··· TASK INPUT
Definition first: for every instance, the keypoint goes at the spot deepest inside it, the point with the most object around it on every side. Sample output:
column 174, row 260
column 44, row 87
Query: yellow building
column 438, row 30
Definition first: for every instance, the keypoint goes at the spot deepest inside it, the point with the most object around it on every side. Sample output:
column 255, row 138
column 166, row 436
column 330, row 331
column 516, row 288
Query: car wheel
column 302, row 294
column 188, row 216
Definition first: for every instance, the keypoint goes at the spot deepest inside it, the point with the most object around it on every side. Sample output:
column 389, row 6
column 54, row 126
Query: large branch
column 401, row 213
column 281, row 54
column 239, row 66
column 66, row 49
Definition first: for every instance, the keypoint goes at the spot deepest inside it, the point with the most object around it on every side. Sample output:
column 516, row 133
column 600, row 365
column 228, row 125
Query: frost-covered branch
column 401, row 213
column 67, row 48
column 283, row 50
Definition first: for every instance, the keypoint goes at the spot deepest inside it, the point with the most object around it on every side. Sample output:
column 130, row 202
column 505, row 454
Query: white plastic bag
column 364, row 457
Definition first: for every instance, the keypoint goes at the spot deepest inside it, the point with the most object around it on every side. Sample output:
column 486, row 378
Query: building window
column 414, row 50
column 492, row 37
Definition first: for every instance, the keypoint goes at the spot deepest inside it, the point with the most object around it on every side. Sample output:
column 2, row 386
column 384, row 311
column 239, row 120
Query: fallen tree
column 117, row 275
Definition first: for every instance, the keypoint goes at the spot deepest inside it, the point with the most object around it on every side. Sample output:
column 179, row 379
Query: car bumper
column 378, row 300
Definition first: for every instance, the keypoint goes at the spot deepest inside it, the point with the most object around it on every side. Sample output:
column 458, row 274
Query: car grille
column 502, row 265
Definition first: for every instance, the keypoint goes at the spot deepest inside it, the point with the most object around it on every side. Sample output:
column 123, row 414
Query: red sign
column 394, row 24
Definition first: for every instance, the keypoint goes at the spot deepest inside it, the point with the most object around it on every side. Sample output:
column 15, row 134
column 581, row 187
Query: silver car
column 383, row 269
······
[TRY IT] The data is to be reproduced in full, every line intact.

[TASK RESULT]
Definition first: for every instance, the keypoint goes at the spot deepest inside it, the point with the most object around it on every side. Sample output:
column 174, row 260
column 44, row 87
Query: yellow building
column 438, row 30
Definition first: for every instance, the keypoint goes at the spot deepest inside it, the point with the most object around it on every side. Sample output:
column 255, row 138
column 166, row 436
column 330, row 331
column 516, row 288
Query: car wheel
column 302, row 294
column 188, row 216
Definition first: for every instance, the keypoint goes at the spot deepest inside it, the point with the most object around it on every side. Sample output:
column 389, row 6
column 54, row 126
Query: large branch
column 401, row 213
column 281, row 54
column 239, row 66
column 66, row 49
Definition first: for every instance, the keypoint goes at the spot deepest inside it, the point with the most object around it on every side. Sample output:
column 516, row 133
column 600, row 365
column 228, row 125
Query: frost-covered branch
column 401, row 213
column 67, row 48
column 283, row 50
Definition first: for every instance, the keypoint goes at the spot deepest inside it, the point with the most object around it on every side. Sample output:
column 130, row 202
column 505, row 454
Query: white plastic bag
column 364, row 457
Definition first: for every instance, the keypoint goes at the spot deepest inside it, the point with the most object around it on every side. Sample output:
column 486, row 378
Query: building window
column 414, row 50
column 492, row 37
Definition first: for every instance, the keypoint goes at the spot deepest inside it, the point with the most object around it on every side. Sample output:
column 2, row 386
column 384, row 311
column 239, row 120
Query: fallen tree
column 117, row 275
Definition first: for every instance, the keypoint goes at the spot deepest inside it, the point with the most object around it on every side. Sample output:
column 179, row 379
Query: car bumper
column 378, row 300
Definition first: for every instance, the keypoint goes at the spot deepest inside it, the point with the most object around it on every side. Sample output:
column 458, row 274
Query: car grille
column 502, row 265
Definition first: for every instance, the keypoint goes at the spot deepest inside it, the point with the most object around it on every side. Sample output:
column 123, row 414
Query: red sign
column 394, row 24
Definition first: for every instance, the keypoint goes at the spot deepest inside it, the point with the most object around it on every side. Sample output:
column 15, row 134
column 581, row 187
Query: silver car
column 383, row 269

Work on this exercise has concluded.